→ Exercise objective: Give back the entire listing that follows, exactly.

→ The data:

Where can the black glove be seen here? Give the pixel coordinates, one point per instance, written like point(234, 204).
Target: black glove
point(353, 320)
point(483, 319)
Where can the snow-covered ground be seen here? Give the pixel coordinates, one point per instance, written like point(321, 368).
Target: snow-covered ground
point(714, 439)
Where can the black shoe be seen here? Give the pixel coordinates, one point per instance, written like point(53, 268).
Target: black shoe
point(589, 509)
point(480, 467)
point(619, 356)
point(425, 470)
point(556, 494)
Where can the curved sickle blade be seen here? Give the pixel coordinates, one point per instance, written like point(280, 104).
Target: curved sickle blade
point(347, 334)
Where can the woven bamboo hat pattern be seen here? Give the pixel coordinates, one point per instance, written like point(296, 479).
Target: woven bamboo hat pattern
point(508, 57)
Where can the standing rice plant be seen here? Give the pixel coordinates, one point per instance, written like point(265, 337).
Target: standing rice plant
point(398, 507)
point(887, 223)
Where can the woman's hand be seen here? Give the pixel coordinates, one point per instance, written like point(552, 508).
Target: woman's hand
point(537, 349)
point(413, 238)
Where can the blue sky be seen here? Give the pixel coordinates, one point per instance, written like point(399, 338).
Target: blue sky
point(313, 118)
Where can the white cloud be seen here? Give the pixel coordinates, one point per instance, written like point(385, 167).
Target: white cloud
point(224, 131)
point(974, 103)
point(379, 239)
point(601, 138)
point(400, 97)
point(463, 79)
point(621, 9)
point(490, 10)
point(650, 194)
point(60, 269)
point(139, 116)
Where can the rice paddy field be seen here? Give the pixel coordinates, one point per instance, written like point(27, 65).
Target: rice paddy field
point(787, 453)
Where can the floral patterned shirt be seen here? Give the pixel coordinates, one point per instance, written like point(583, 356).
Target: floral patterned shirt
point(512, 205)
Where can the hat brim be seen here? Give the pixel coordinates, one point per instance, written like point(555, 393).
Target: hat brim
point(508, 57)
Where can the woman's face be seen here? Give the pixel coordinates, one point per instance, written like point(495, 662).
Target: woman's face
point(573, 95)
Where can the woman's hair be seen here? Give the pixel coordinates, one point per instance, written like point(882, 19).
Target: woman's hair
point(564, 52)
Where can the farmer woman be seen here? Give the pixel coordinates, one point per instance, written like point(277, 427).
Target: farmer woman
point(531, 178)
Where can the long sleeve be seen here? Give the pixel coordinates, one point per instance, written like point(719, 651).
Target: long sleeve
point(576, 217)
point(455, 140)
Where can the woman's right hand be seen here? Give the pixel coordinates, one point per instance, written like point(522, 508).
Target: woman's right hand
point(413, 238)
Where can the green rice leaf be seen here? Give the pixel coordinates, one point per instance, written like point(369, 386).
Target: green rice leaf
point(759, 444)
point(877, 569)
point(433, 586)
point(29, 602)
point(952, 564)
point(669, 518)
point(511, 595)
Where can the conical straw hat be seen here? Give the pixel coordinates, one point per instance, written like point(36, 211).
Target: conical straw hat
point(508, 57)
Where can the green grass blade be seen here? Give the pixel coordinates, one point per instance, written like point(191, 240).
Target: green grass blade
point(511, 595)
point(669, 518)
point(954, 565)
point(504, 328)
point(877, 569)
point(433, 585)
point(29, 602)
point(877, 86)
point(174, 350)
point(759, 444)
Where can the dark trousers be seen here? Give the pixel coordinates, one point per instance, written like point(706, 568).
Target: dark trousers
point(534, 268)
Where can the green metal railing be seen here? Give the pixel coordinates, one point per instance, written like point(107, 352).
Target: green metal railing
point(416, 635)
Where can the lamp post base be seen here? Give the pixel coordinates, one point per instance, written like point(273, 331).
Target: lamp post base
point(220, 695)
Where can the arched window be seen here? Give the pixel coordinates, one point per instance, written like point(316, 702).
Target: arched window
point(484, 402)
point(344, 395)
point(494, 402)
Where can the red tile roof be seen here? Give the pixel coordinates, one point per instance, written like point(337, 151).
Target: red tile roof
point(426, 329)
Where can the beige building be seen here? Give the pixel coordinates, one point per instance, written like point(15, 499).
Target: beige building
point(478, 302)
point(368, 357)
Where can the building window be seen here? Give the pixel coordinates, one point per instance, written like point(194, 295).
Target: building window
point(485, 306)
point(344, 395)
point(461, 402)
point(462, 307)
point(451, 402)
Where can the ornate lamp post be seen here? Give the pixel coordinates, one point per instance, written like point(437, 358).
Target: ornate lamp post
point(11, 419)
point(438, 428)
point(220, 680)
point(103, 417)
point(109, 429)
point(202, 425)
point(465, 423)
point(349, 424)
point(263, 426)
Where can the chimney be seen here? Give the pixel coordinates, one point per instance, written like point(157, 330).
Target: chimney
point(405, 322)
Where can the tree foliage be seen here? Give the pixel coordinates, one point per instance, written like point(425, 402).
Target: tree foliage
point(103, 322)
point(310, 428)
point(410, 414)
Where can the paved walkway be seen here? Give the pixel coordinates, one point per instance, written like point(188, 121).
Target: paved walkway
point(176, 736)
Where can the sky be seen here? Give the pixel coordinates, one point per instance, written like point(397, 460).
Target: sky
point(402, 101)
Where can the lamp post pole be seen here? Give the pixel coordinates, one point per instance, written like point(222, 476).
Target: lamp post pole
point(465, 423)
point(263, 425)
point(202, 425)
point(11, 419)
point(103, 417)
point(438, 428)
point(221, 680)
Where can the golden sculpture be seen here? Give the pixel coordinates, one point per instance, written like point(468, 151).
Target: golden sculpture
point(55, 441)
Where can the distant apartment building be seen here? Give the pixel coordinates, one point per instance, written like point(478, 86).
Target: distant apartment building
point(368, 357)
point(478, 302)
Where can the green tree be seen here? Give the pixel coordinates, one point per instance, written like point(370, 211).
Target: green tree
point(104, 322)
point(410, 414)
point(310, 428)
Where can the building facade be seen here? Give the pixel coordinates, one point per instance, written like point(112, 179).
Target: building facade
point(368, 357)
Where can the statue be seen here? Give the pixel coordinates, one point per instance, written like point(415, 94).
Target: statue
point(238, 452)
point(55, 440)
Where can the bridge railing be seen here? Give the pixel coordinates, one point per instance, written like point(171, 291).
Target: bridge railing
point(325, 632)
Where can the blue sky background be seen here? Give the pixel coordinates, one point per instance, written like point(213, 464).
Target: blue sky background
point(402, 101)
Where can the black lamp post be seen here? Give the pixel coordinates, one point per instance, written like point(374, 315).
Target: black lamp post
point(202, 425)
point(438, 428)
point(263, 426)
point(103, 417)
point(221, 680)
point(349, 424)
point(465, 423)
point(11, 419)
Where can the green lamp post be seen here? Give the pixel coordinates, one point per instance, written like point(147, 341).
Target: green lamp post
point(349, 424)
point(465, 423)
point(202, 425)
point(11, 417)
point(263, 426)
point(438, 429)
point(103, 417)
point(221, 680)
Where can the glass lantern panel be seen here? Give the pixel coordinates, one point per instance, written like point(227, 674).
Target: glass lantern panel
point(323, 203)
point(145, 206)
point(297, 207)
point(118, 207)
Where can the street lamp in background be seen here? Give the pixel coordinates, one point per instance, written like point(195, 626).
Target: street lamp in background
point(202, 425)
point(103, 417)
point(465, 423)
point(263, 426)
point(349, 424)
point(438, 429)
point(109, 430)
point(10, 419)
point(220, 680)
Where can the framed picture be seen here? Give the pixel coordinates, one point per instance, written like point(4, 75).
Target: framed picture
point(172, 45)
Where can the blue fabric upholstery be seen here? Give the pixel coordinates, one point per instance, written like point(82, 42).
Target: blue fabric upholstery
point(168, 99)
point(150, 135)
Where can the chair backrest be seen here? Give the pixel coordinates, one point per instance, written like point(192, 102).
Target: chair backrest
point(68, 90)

→ Written response:
Where can the black glove be seen here? Give the pixel coordinates, one point per instance, written like point(234, 204).
Target: black glove
point(353, 320)
point(483, 319)
Where can the snow-covered ground be seen here? Give the pixel coordinates, one point per instance, written like point(321, 368).
Target: snow-covered ground
point(714, 439)
Where can the black shoe be seen here? Give the pixel coordinates, one point per instance, written like point(53, 268).
Target: black shoe
point(589, 509)
point(480, 467)
point(619, 356)
point(425, 470)
point(556, 494)
Where can the curved sickle blade be seen here? Give the pixel coordinates, one point per instance, written like point(280, 104).
Target: curved sickle blade
point(347, 334)
Where can the woven bamboo hat pattern be seen here? Give the pixel coordinates, one point per instance, written like point(296, 479).
Target: woven bamboo hat pattern
point(508, 57)
Where can the standing rice plant be seen here? Give the pixel coordinates, one point per instance, written like point(265, 337).
Target: standing rice plant
point(398, 507)
point(887, 223)
Where can the woman's hand be seen here? Give the pixel coordinates, one point per instance, written like point(552, 508).
Target: woman's hand
point(537, 349)
point(413, 238)
Where can the blue sky be seen here? Give the pixel coordinates, one point per instance, written like point(399, 338).
Target: blue sky
point(313, 118)
Where can the white cloud be seen here? Give the pixel coordinates, one point per instance, written like point(385, 167).
Target: white cloud
point(224, 131)
point(974, 103)
point(379, 239)
point(601, 138)
point(400, 97)
point(463, 79)
point(621, 9)
point(490, 10)
point(650, 194)
point(60, 269)
point(139, 116)
Where can the rice paddy field be seen here? Give the pixel coordinates, one point per instance, written like point(27, 65).
Target: rice paddy field
point(787, 453)
Where can the floral patterned shirt be seen here? Give the pixel coordinates, one point per instance, written like point(583, 356).
Target: floral patterned shirt
point(512, 205)
Where can the hat brim be seen here? Give the pixel coordinates, one point per instance, written like point(555, 393).
Target: hat brim
point(508, 57)
Where can the woman's face be seen here? Give the pixel coordinates, one point per instance, written like point(495, 662).
Target: woman's face
point(573, 95)
Where can the woman's hair be seen here? Give the pixel coordinates, one point per instance, written like point(882, 19).
Target: woman's hair
point(564, 52)
Where can the farmer woman be seen here? Give the pixel coordinates, one point per instance, written like point(277, 427).
Target: farmer woman
point(531, 178)
Where can the long sleeve be seen here? Give the pixel coordinates, one point per instance, written like point(719, 651).
Target: long sleeve
point(576, 217)
point(455, 140)
Where can the woman's right hand be seen here? Give the pixel coordinates, one point per instance, written like point(522, 508).
Target: woman's right hand
point(413, 238)
Where can the green rice leaf be seen here? Give the pixel coordinates, one point per instance, written like point(369, 386).
Target: green rice leaf
point(759, 444)
point(877, 569)
point(433, 586)
point(29, 602)
point(952, 564)
point(669, 518)
point(511, 595)
Where can the conical straw hat be seen here? Give the pixel coordinates, one point per instance, written like point(36, 211).
Target: conical straw hat
point(508, 57)
Where can the green grass blade be seen here? Give the pixel coordinates, one point per instance, written like point(191, 240).
Target: green grass blade
point(511, 595)
point(669, 518)
point(954, 565)
point(504, 328)
point(877, 569)
point(433, 585)
point(29, 602)
point(877, 86)
point(174, 350)
point(759, 444)
Where can the dark trousers be seen here? Give the pixel coordinates, one point per instance, written like point(706, 568).
Target: dark trousers
point(534, 268)
Where can the green metal railing be seen here? Give the pixel coordinates, one point per instance, written like point(107, 352).
Target: green metal railing
point(416, 635)
Where can the lamp post base be seen here? Give the pixel coordinates, one point per instance, written like point(273, 331).
Target: lamp post base
point(220, 695)
Where can the arched window be seen here? Give the pixel coordinates, one point per instance, written like point(316, 702).
Target: arched window
point(484, 402)
point(344, 395)
point(494, 402)
Where can the red tile roof be seen here? Give the pixel coordinates, one point per instance, written like point(337, 151).
Target: red tile roof
point(426, 329)
Where can the beige building be seen here? Give the pixel coordinates, one point per instance, written like point(15, 499).
Target: beige building
point(478, 302)
point(368, 357)
Where can the building window be seen here? Give the pixel coordinates, one point per instance, written like point(194, 295).
Target: building window
point(485, 306)
point(344, 395)
point(461, 402)
point(462, 307)
point(451, 402)
Where can the ornate lamp post be seen here? Give the pixel coordinates, one point per instance, written like point(437, 358).
Target: ornate lamp post
point(11, 419)
point(438, 428)
point(220, 680)
point(103, 417)
point(109, 429)
point(202, 425)
point(465, 423)
point(349, 424)
point(263, 426)
Where can the chimney be seen here? Give the pixel coordinates, one point per instance, written like point(157, 330).
Target: chimney
point(405, 322)
Where can the tree foliage be seen here? Give the pixel coordinates, one point per instance, written like point(425, 402).
Target: tree foliage
point(103, 322)
point(310, 428)
point(410, 414)
Where can the paved walkway be seen here? Give the pixel coordinates, one point per instance, written like point(188, 121).
Target: paved walkway
point(176, 736)
Where can the sky be seen here? Give the pixel coordinates, one point per instance, written like point(397, 460).
Target: sky
point(402, 101)
Where can the lamp post pole be seen here? Give the pixel coordinates, one point per instance, written like point(222, 476).
Target: lamp post pole
point(465, 423)
point(263, 425)
point(202, 425)
point(11, 419)
point(103, 417)
point(438, 428)
point(221, 680)
Where can the golden sculpture be seen here? Give the pixel coordinates, one point per instance, written like point(468, 151).
Target: golden sculpture
point(55, 441)
Where can the distant apartment building be seen here? Give the pixel coordinates, one point per instance, written like point(478, 86).
Target: distant apartment building
point(368, 357)
point(478, 302)
Where can the green tree be seen here? Give the pixel coordinates, one point per instance, written like point(370, 211).
Target: green tree
point(104, 322)
point(410, 414)
point(310, 428)
Where can the building facade be seen here? Give the pixel coordinates, one point per instance, written like point(112, 179).
Target: building facade
point(368, 357)
Where can the statue be seen here? Give the pixel coordinates, one point per instance, written like point(415, 94).
Target: statue
point(238, 452)
point(55, 440)
Where can the bridge railing be seen here? Give the pixel coordinates, one point per instance, written like point(171, 291).
Target: bridge railing
point(325, 632)
Where can the blue sky background be seen here? Give the pixel coordinates, one point per instance, written like point(213, 464).
Target: blue sky background
point(402, 101)
Where can the black lamp post be seen here? Give the pixel coordinates, one point per instance, written like point(374, 315).
Target: black lamp post
point(202, 425)
point(438, 428)
point(263, 426)
point(103, 417)
point(221, 680)
point(349, 424)
point(465, 423)
point(11, 419)
Where can the green lamp post be seen here? Give the pixel coordinates, one point per instance, written like point(147, 341).
Target: green lamp post
point(349, 424)
point(465, 423)
point(202, 425)
point(11, 417)
point(263, 426)
point(438, 429)
point(103, 417)
point(221, 680)
Where can the glass lantern panel be seen here? Give the pixel coordinates, one point per instance, written like point(227, 674).
Target: glass lantern panel
point(323, 203)
point(145, 206)
point(297, 207)
point(118, 207)
Where can the street lamp in background be seen here? Give the pixel coordinates, one point per instance, written like point(195, 626).
Target: street lamp in background
point(202, 425)
point(103, 417)
point(465, 423)
point(263, 426)
point(349, 424)
point(438, 429)
point(109, 430)
point(10, 419)
point(220, 680)
Where can the framed picture be seen here? Give the pixel coordinates, one point per instance, written like point(4, 75).
Target: framed picture
point(172, 45)
Where can the blue fabric upholstery be seen here? Give the pixel coordinates, one point per instance, written like point(82, 42).
Target: blue fabric upholstery
point(168, 99)
point(150, 135)
Where can the chair backrest be seen here? Give the pixel coordinates, one point per instance, written like point(192, 102).
Target: chair backrest
point(68, 90)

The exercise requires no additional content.